**Direction:** Please arrange the items below as a two-column CSV with the headers "item" and "answer," one row per item. Put every item's text and its answer each in a single quoted field with line breaks turned into spaces, and leave the pictures out.

**Information shown:**

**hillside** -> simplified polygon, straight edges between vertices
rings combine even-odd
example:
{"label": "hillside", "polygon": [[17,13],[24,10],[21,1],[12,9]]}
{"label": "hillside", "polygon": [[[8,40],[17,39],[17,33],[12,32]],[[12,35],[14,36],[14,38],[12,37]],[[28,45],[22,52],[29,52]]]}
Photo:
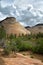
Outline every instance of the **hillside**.
{"label": "hillside", "polygon": [[25,27],[29,30],[32,34],[43,33],[43,24],[37,24],[33,27]]}
{"label": "hillside", "polygon": [[1,21],[7,34],[26,35],[30,34],[30,31],[25,29],[14,17],[8,17]]}

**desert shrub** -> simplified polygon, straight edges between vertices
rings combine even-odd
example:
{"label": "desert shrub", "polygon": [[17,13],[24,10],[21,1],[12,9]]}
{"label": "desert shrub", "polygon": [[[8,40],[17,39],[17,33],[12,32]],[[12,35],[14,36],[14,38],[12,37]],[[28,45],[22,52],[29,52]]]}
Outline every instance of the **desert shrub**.
{"label": "desert shrub", "polygon": [[33,52],[43,54],[43,39],[38,39],[33,47]]}
{"label": "desert shrub", "polygon": [[6,38],[6,31],[4,30],[4,27],[2,26],[0,28],[0,39]]}
{"label": "desert shrub", "polygon": [[4,53],[6,55],[9,55],[11,52],[16,52],[17,51],[17,46],[14,40],[7,41],[4,45]]}
{"label": "desert shrub", "polygon": [[43,38],[43,33],[38,33],[38,34],[36,34],[36,36],[35,36],[36,38]]}

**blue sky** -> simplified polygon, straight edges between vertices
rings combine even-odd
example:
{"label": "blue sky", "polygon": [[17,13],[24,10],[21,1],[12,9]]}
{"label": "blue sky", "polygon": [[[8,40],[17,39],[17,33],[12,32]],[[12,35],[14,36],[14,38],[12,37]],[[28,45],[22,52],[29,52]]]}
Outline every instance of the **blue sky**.
{"label": "blue sky", "polygon": [[43,0],[0,0],[0,21],[8,16],[24,26],[43,23]]}

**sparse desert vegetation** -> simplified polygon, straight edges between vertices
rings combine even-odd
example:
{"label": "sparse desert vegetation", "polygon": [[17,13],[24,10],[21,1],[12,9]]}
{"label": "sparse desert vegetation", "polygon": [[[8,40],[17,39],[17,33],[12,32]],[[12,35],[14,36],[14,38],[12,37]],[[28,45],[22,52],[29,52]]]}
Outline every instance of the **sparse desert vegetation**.
{"label": "sparse desert vegetation", "polygon": [[[31,33],[25,35],[22,33],[22,35],[19,34],[17,36],[12,33],[6,34],[4,26],[0,26],[0,50],[2,65],[4,65],[4,61],[8,62],[10,58],[14,58],[12,62],[14,63],[16,60],[18,64],[20,60],[22,61],[23,59],[25,59],[26,62],[28,62],[27,60],[32,60],[32,63],[36,62],[37,59],[43,61],[43,33],[39,32],[38,34]],[[33,59],[36,59],[36,61]],[[11,60],[9,61],[11,62]],[[31,61],[29,62],[31,63]]]}

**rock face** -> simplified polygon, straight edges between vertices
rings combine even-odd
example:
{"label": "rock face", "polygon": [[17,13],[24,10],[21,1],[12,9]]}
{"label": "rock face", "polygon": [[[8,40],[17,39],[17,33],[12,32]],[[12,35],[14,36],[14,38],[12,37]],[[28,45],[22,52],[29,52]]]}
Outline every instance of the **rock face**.
{"label": "rock face", "polygon": [[2,21],[7,34],[26,35],[30,34],[30,31],[25,29],[14,17],[8,17]]}
{"label": "rock face", "polygon": [[33,27],[26,27],[32,34],[43,33],[43,24],[37,24]]}

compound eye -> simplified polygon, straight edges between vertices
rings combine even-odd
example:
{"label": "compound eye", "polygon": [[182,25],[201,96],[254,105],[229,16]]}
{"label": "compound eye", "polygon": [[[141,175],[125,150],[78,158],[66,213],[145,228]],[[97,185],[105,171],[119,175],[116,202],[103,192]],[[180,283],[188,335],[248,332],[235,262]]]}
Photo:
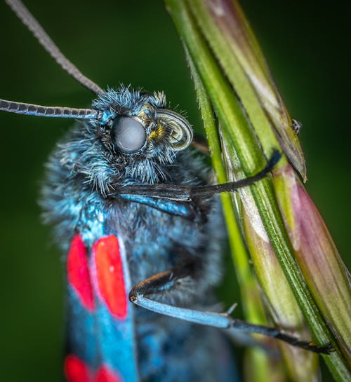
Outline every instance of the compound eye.
{"label": "compound eye", "polygon": [[111,137],[114,144],[124,153],[134,153],[146,142],[144,126],[132,117],[118,117],[112,125]]}

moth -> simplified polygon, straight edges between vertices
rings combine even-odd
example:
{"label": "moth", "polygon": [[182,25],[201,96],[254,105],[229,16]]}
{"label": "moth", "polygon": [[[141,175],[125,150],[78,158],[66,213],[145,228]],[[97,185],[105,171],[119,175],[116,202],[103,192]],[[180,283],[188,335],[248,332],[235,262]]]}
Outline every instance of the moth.
{"label": "moth", "polygon": [[102,90],[60,51],[18,0],[7,0],[91,107],[0,100],[0,109],[78,119],[46,165],[41,206],[66,254],[69,382],[232,381],[223,332],[260,333],[317,353],[277,329],[213,309],[223,228],[216,195],[266,177],[210,184],[192,128],[161,92]]}

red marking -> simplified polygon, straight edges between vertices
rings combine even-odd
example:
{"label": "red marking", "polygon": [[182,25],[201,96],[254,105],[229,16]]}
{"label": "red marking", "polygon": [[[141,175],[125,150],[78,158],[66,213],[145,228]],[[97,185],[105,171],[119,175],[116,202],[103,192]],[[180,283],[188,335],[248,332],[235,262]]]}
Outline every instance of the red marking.
{"label": "red marking", "polygon": [[100,367],[94,375],[84,361],[72,354],[66,357],[64,370],[68,382],[123,382],[105,365]]}
{"label": "red marking", "polygon": [[68,382],[91,382],[93,375],[88,366],[78,357],[66,357],[64,365],[65,375]]}
{"label": "red marking", "polygon": [[127,314],[127,297],[118,239],[114,235],[99,239],[93,247],[98,287],[110,311],[117,318]]}
{"label": "red marking", "polygon": [[88,311],[95,309],[93,288],[88,266],[88,257],[79,234],[71,243],[67,262],[68,282],[77,292],[81,304]]}
{"label": "red marking", "polygon": [[102,366],[98,370],[94,382],[122,382],[122,380],[107,366]]}

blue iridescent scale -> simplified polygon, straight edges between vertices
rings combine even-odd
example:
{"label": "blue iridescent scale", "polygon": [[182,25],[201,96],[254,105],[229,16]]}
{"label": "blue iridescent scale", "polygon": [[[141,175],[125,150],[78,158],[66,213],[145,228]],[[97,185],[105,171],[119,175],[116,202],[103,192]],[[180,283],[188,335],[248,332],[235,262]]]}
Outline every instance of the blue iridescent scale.
{"label": "blue iridescent scale", "polygon": [[[166,104],[161,93],[121,88],[107,90],[93,106],[106,111],[106,122],[119,115],[145,116],[145,110],[152,119],[157,108]],[[109,198],[114,185],[206,184],[208,170],[192,149],[173,152],[165,142],[158,142],[147,155],[124,155],[109,142],[109,128],[96,121],[77,123],[46,165],[41,203],[46,221],[55,226],[55,240],[67,253],[73,237],[79,233],[91,254],[100,238],[120,238],[131,285],[191,259],[199,264],[197,277],[182,279],[175,290],[165,290],[154,299],[211,309],[216,303],[213,289],[220,278],[223,227],[218,200],[198,200],[194,216],[185,219],[187,210],[177,201],[128,195]],[[135,342],[131,344],[128,336],[111,330],[114,318],[108,311],[87,313],[79,302],[69,288],[67,350],[85,355],[92,368],[97,367],[95,360],[111,363],[109,360],[119,357],[119,350],[129,349],[135,356],[122,373],[124,382],[233,381],[230,352],[219,330],[133,306]],[[104,325],[110,327],[107,334],[99,335],[97,328]],[[111,351],[105,356],[107,360],[100,359],[102,348]]]}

**Exercise output:**
item,answer
"**hillside** -> simplified polygon, straight edges between vertices rings combine even-odd example: {""label"": ""hillside"", ""polygon"": [[17,13],[24,10],[21,1],[12,9]]} {""label"": ""hillside"", ""polygon"": [[[8,40],[17,39],[17,33],[12,32]],[[12,35],[14,36],[14,38],[12,37]],[[28,45],[22,52],[29,52]]]} Photo: Outline every instance of the **hillside**.","{""label"": ""hillside"", ""polygon"": [[25,27],[29,30],[32,34],[43,33],[43,24],[37,24],[33,27]]} {""label"": ""hillside"", ""polygon"": [[1,21],[7,34],[26,35],[30,34],[30,31],[25,29],[14,17],[8,17]]}"
"**desert shrub** -> simplified polygon, straight edges between vertices rings combine even-odd example: {""label"": ""desert shrub"", ""polygon"": [[17,13],[24,10],[21,1],[12,9]]} {""label"": ""desert shrub"", ""polygon"": [[[8,40],[17,39],[17,33],[12,32]],[[12,35],[14,36],[14,38],[12,37]],[[28,45],[22,52],[29,52]]]} Outline every instance of the **desert shrub**.","{""label"": ""desert shrub"", ""polygon"": [[33,52],[43,54],[43,39],[38,39],[33,47]]} {""label"": ""desert shrub"", ""polygon"": [[6,38],[6,31],[4,30],[4,27],[2,26],[0,28],[0,39]]} {""label"": ""desert shrub"", ""polygon"": [[4,53],[6,55],[9,55],[11,52],[16,52],[17,51],[17,46],[14,40],[7,41],[4,45]]} {""label"": ""desert shrub"", ""polygon"": [[43,38],[43,33],[38,33],[38,34],[36,34],[36,36],[35,36],[36,38]]}"
"**blue sky** -> simplified polygon, straight edges between vertices rings combine even-odd example: {""label"": ""blue sky"", ""polygon"": [[17,13],[24,10],[21,1],[12,9]]} {""label"": ""blue sky"", ""polygon"": [[[8,40],[17,39],[17,33],[12,32]],[[12,35],[14,36],[14,38],[12,37]],[[28,45],[22,52],[29,52]]]} Outline every instance of the **blue sky**.","{""label"": ""blue sky"", ""polygon"": [[43,0],[0,0],[0,21],[8,16],[24,26],[43,23]]}"
"**sparse desert vegetation** -> simplified polygon, straight edges between vertices rings combine even-odd example: {""label"": ""sparse desert vegetation"", ""polygon"": [[17,13],[24,10],[21,1],[12,9]]} {""label"": ""sparse desert vegetation"", ""polygon"": [[[8,40],[17,39],[17,33],[12,32]],[[12,35],[14,36],[14,38],[12,37]],[[28,45],[22,52],[29,52]]]} Outline every instance of the **sparse desert vegetation**.","{""label"": ""sparse desert vegetation"", ""polygon"": [[[31,33],[25,35],[22,33],[22,35],[19,34],[17,36],[12,33],[6,34],[4,26],[0,26],[0,50],[2,65],[4,65],[4,61],[8,62],[10,58],[14,58],[12,62],[14,63],[16,60],[18,64],[20,60],[22,61],[23,59],[25,59],[26,62],[28,62],[27,60],[32,60],[32,63],[36,62],[37,59],[43,61],[43,33],[39,32],[38,34]],[[33,59],[36,59],[36,61]],[[11,60],[9,61],[11,62]],[[31,61],[29,62],[31,63]]]}"
"**rock face** -> simplified polygon, straight edges between vertices rings combine even-odd example: {""label"": ""rock face"", ""polygon"": [[17,13],[24,10],[21,1],[12,9]]} {""label"": ""rock face"", ""polygon"": [[[8,40],[17,39],[17,33],[12,32]],[[12,35],[14,36],[14,38],[12,37]],[[28,45],[22,52],[29,52]]]} Outline every instance of the **rock face**.","{""label"": ""rock face"", ""polygon"": [[2,21],[7,34],[26,35],[30,34],[30,31],[25,29],[14,17],[8,17]]} {""label"": ""rock face"", ""polygon"": [[33,27],[26,27],[32,34],[43,33],[43,24],[37,24]]}"
"compound eye -> simplified polygon, straight edges between vertices rings combine even-odd example: {""label"": ""compound eye"", ""polygon"": [[182,25],[201,96],[254,105],[229,16]]} {""label"": ""compound eye"", ""polygon"": [[[141,175],[125,150],[78,158],[66,213],[145,228]],[[97,185],[105,171],[119,175],[116,202],[103,192]],[[180,283],[188,335],[248,332],[235,262]]]} Photo: Outline every instance of the compound eye.","{""label"": ""compound eye"", ""polygon"": [[111,137],[114,144],[124,153],[134,153],[146,142],[144,126],[132,117],[118,117],[112,125]]}"
"moth -> simplified polygon, straight edges between vertices rings combine even-odd example: {""label"": ""moth"", ""polygon"": [[182,25],[201,96],[254,105],[229,16]]} {""label"": ""moth"", ""polygon"": [[[141,175],[125,150],[78,158],[66,213],[145,228]],[[97,185],[105,171],[119,175],[116,202],[103,192]],[[180,283],[188,335],[248,332],[235,262]]]} Outline every instance of the moth.","{""label"": ""moth"", ""polygon"": [[102,90],[60,51],[18,0],[7,0],[91,107],[0,100],[0,109],[78,119],[46,165],[41,206],[66,254],[69,382],[232,381],[223,332],[260,333],[317,353],[277,329],[213,309],[223,228],[216,195],[266,177],[210,184],[192,128],[161,92]]}"
"red marking -> simplified polygon, straight edges between vertices rings combine even-odd example: {""label"": ""red marking"", ""polygon"": [[182,25],[201,96],[254,105],[229,16]]} {""label"": ""red marking"", ""polygon"": [[[141,175],[125,150],[78,158],[66,213],[145,228]],[[97,185],[105,171],[119,175],[116,202],[103,192]],[[180,283],[188,335],[248,332],[235,262]]]} Outline every instance of the red marking.","{""label"": ""red marking"", ""polygon"": [[100,367],[94,375],[84,361],[72,354],[66,357],[64,370],[68,382],[123,382],[105,365]]} {""label"": ""red marking"", ""polygon"": [[68,382],[91,382],[93,375],[88,366],[78,357],[66,357],[64,365],[65,375]]} {""label"": ""red marking"", ""polygon"": [[127,314],[127,297],[118,239],[114,235],[99,239],[93,247],[98,287],[110,311],[117,318]]} {""label"": ""red marking"", ""polygon"": [[88,311],[95,309],[93,288],[88,266],[88,257],[79,234],[71,243],[67,262],[68,282],[77,292],[81,304]]} {""label"": ""red marking"", ""polygon"": [[102,366],[98,370],[94,382],[122,382],[122,380],[107,366]]}"
"blue iridescent scale -> simplified polygon, straight edges between vertices rings combine even-odd example: {""label"": ""blue iridescent scale"", ""polygon"": [[182,25],[201,96],[254,105],[229,16]]} {""label"": ""blue iridescent scale"", ""polygon"": [[[141,175],[125,150],[78,158],[66,213],[145,228]],[[97,185],[105,171],[119,175],[116,202],[103,192]],[[180,283],[188,335],[248,332],[235,262]]]} Outline every instance of the blue iridescent scale.","{""label"": ""blue iridescent scale"", ""polygon"": [[[166,104],[161,93],[121,88],[107,90],[93,106],[106,111],[106,122],[119,115],[145,116],[145,110],[152,119],[157,108]],[[109,198],[114,185],[206,184],[208,170],[192,149],[173,152],[165,142],[158,142],[147,155],[124,155],[109,142],[109,128],[96,121],[77,123],[46,165],[41,203],[46,221],[55,226],[55,240],[67,253],[73,237],[79,233],[91,254],[100,238],[120,238],[131,285],[191,259],[199,264],[197,277],[182,279],[175,290],[165,290],[154,299],[211,309],[216,303],[213,289],[220,278],[223,227],[218,200],[198,200],[194,216],[185,219],[187,210],[177,201],[128,195]],[[135,342],[131,344],[128,336],[111,330],[114,318],[108,311],[87,313],[79,302],[69,288],[67,350],[85,355],[92,368],[97,367],[95,360],[111,363],[109,360],[119,357],[119,350],[129,349],[135,356],[122,373],[124,382],[233,381],[230,352],[219,330],[133,306]],[[104,325],[110,327],[107,334],[99,335],[97,328]],[[111,351],[105,356],[107,360],[100,359],[102,348]]]}"